What you are asked to do
Convert the records below, from the line with "the grass patch?" up to and including the line with "[381,245,436,354]", into a two-column CSV with the columns text and answer. Use one row per record, put each field in quotation marks, and replace line breaks with spaces.

Collected data
• • • • • • •

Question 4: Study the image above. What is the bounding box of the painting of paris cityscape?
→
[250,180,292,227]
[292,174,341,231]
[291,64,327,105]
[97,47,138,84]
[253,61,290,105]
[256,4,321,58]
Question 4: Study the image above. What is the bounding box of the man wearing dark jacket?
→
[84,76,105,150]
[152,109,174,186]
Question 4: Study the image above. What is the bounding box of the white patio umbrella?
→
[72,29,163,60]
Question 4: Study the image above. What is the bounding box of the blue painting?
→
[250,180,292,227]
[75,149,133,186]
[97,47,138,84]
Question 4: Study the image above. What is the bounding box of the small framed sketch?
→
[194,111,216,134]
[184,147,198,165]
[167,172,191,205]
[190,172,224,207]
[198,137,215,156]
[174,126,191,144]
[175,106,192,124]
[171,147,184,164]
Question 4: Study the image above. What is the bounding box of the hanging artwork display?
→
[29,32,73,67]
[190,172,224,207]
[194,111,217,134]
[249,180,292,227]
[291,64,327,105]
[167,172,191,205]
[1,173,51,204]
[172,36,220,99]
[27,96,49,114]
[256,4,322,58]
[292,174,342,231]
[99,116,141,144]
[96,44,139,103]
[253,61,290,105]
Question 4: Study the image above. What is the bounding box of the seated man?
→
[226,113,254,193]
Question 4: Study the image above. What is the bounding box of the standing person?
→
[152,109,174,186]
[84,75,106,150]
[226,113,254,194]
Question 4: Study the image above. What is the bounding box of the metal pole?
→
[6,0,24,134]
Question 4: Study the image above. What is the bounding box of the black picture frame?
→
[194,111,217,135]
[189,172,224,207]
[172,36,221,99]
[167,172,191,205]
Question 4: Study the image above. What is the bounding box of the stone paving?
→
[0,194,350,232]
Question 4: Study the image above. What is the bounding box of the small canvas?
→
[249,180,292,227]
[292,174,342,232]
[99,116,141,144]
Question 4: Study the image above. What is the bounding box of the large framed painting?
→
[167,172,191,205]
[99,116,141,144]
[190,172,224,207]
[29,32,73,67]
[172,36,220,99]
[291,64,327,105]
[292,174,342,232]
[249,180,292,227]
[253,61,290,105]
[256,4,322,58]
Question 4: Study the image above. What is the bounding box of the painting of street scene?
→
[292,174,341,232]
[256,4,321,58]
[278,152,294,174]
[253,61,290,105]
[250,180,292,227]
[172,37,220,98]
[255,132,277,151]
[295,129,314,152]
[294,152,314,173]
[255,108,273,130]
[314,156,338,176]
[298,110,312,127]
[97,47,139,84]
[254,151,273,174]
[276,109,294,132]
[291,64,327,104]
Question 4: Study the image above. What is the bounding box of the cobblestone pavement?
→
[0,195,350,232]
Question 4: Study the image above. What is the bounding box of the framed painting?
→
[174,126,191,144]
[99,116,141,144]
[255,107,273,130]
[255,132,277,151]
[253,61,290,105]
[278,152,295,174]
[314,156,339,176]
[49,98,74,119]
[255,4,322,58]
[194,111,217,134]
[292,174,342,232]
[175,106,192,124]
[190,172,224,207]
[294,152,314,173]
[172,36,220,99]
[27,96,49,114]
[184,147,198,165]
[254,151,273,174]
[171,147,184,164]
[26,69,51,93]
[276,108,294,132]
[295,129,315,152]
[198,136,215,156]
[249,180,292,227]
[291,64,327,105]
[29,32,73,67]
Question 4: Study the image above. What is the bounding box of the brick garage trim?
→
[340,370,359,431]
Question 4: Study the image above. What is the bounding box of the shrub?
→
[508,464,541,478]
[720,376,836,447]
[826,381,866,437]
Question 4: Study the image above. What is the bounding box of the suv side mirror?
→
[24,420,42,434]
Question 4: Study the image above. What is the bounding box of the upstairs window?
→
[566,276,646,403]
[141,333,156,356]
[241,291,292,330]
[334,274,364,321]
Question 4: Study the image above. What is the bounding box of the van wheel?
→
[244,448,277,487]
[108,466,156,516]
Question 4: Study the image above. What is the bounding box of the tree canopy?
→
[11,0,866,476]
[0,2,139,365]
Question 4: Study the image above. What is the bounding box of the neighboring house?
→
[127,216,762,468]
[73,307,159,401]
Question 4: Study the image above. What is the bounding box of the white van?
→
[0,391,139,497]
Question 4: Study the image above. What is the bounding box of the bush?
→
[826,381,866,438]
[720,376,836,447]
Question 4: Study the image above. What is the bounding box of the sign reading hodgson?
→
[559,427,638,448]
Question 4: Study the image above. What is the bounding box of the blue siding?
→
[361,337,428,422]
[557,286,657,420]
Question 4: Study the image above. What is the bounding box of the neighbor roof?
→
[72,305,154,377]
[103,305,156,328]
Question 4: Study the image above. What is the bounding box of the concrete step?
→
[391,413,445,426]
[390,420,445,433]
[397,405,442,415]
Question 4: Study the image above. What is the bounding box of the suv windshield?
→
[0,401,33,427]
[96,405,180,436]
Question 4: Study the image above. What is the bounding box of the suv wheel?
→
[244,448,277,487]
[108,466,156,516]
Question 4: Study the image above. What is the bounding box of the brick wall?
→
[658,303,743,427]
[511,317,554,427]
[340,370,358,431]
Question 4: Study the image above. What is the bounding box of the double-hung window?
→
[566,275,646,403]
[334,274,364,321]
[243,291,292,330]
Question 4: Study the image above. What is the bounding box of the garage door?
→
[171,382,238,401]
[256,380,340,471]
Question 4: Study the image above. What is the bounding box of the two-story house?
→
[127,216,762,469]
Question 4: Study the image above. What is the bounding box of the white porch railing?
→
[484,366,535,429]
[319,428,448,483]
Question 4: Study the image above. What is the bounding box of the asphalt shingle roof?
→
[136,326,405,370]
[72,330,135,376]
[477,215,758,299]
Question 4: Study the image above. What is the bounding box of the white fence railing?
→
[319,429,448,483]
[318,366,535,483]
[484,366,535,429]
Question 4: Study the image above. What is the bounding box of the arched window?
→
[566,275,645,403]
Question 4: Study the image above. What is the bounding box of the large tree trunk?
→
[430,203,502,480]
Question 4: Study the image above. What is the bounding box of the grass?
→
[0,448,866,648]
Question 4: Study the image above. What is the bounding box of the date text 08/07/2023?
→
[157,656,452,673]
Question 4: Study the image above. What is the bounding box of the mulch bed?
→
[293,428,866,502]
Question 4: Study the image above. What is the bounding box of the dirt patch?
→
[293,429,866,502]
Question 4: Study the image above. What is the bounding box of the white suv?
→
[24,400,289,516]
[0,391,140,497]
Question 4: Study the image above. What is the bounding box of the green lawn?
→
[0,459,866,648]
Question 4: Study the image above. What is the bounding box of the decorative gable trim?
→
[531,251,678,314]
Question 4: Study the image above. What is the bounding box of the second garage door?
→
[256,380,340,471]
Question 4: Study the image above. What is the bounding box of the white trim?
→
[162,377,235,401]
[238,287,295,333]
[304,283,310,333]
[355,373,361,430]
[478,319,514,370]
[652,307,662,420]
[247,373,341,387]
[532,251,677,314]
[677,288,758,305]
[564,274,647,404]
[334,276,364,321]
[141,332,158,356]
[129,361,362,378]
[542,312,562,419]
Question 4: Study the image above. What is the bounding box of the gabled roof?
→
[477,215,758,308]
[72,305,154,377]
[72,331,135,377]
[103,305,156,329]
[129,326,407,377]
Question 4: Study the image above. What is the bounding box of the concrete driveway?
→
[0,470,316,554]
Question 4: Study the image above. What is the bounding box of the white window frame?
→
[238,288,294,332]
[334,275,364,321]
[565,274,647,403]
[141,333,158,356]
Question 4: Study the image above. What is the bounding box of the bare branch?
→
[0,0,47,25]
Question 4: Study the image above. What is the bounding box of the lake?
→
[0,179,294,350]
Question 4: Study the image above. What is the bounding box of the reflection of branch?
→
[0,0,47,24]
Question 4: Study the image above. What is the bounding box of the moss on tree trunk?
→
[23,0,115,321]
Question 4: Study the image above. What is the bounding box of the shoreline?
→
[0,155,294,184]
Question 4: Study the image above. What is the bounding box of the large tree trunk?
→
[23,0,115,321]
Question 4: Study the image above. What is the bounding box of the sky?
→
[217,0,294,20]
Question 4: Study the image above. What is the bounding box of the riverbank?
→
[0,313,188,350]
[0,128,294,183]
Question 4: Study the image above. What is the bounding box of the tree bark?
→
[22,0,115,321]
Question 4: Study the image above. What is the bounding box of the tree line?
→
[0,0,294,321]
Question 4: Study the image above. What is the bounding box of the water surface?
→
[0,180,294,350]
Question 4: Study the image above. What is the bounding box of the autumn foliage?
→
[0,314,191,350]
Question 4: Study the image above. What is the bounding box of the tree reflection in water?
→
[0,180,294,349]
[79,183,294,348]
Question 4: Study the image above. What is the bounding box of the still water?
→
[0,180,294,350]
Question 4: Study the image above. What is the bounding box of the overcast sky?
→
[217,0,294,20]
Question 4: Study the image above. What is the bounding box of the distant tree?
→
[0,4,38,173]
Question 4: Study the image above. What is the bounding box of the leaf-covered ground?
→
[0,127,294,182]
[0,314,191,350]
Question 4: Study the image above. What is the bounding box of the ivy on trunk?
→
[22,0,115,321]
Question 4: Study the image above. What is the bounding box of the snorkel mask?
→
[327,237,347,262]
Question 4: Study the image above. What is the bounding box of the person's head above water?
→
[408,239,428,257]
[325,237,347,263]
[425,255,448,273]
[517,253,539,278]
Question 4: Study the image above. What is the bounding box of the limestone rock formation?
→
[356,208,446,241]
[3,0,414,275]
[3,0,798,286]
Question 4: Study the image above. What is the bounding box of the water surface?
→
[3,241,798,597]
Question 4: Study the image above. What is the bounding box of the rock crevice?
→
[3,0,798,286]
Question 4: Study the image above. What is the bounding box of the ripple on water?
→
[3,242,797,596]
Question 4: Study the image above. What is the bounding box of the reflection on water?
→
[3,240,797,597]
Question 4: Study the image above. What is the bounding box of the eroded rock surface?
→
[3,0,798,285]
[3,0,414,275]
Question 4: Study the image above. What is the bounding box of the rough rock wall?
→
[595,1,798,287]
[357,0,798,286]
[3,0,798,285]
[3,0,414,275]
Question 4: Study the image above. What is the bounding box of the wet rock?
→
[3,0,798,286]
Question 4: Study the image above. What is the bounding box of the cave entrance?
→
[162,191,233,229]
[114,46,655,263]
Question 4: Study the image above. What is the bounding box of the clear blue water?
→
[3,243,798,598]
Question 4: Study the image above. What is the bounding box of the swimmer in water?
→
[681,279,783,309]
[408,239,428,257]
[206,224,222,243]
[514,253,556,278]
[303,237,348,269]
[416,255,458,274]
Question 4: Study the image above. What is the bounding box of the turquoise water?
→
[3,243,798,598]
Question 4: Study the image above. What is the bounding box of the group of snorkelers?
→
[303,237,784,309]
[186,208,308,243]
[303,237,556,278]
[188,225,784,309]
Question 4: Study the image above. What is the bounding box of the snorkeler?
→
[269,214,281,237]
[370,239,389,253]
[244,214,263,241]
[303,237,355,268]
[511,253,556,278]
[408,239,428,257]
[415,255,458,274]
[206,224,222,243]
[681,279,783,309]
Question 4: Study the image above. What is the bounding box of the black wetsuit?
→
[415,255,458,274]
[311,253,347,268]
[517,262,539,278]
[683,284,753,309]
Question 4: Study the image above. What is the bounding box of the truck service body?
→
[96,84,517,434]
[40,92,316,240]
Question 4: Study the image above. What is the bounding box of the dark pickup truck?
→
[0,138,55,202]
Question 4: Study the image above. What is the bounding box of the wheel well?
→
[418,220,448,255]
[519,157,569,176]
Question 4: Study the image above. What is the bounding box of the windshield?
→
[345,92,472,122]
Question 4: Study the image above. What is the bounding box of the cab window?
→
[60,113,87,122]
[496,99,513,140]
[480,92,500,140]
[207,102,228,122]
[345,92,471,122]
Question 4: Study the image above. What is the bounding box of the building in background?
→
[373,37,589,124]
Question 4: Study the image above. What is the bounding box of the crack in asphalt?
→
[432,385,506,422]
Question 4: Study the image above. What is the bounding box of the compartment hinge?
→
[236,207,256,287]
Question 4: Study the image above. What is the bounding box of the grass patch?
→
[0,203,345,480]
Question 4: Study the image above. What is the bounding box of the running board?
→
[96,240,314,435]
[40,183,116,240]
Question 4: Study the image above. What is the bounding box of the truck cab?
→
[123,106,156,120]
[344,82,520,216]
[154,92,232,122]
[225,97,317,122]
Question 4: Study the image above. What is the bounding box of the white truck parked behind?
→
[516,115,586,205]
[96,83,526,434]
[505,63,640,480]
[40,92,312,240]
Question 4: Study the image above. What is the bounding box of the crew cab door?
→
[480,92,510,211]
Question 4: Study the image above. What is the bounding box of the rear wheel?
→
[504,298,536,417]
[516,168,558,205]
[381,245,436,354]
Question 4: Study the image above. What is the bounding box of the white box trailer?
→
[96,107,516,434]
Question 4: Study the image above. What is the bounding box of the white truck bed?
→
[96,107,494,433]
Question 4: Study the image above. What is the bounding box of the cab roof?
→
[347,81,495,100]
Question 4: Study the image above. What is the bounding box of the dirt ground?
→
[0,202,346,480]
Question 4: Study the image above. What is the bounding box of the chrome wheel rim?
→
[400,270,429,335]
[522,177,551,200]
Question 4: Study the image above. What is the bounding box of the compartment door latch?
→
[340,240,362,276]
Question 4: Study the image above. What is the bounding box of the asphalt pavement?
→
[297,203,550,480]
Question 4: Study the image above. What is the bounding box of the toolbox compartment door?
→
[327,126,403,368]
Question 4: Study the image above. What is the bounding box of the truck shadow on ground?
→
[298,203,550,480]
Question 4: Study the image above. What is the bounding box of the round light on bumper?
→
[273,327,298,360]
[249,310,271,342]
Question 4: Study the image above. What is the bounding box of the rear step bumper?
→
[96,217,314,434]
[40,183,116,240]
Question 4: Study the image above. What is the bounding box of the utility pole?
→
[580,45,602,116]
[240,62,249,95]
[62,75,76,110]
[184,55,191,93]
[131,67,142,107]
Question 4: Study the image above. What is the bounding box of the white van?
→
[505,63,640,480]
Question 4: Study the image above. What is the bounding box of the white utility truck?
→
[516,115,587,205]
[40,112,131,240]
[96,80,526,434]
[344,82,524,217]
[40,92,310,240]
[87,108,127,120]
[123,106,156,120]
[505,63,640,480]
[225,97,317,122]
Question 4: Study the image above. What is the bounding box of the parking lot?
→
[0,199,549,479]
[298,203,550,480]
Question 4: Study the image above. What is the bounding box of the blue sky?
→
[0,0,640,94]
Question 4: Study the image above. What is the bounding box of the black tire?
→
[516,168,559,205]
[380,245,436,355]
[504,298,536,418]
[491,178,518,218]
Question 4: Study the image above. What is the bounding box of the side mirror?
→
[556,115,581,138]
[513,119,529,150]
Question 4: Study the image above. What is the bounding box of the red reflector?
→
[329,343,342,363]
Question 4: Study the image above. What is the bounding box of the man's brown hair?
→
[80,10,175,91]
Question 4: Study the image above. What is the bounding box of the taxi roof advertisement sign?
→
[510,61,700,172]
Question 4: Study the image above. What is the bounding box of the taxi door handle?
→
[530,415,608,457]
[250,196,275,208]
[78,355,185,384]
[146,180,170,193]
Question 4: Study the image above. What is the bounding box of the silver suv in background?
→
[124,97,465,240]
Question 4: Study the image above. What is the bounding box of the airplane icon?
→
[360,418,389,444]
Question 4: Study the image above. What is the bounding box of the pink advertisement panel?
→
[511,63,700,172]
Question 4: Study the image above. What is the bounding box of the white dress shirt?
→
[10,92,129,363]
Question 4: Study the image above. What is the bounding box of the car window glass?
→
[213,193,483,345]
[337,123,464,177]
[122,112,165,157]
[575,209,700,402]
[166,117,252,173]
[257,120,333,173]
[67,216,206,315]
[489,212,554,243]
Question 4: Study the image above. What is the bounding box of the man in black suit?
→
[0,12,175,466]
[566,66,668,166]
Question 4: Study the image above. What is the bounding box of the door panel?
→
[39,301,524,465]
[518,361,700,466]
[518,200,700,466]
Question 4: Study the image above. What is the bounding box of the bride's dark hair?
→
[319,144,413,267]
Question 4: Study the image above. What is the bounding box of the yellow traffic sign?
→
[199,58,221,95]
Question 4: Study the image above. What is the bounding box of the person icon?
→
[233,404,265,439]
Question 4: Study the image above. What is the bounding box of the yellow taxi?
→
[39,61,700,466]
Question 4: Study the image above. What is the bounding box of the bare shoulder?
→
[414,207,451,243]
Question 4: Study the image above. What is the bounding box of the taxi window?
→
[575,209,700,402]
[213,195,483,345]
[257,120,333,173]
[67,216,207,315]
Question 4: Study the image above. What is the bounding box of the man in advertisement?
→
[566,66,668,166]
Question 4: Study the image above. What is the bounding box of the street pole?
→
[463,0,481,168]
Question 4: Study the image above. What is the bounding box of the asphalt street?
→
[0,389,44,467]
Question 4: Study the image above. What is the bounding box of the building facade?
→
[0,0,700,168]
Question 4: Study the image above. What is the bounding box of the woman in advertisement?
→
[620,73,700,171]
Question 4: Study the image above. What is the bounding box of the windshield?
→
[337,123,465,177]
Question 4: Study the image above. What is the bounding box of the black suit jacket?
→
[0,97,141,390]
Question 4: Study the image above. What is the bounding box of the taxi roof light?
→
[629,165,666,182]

• • • • • • •

Final result
text,answer
"Question 4: Study the image above. What is the bounding box of the grass patch? →","[0,203,345,480]"
"Question 4: Study the image above. What is the bounding box of the running board? →","[96,240,314,435] [40,183,116,240]"
"Question 4: Study the image above. What is the bounding box of the truck cab? →","[123,106,156,120] [344,82,520,216] [154,92,232,122] [225,97,317,122]"
"Question 4: Study the image above. What is the bounding box of the white truck parked behind? →","[516,115,586,205] [96,83,526,434] [505,63,640,480] [40,92,312,240]"
"Question 4: Study the image above. What is the bounding box of the crew cab door? →","[480,92,510,211]"
"Question 4: Study the image above. What is the bounding box of the rear wheel? →","[504,298,536,417] [516,168,558,205] [381,245,436,354]"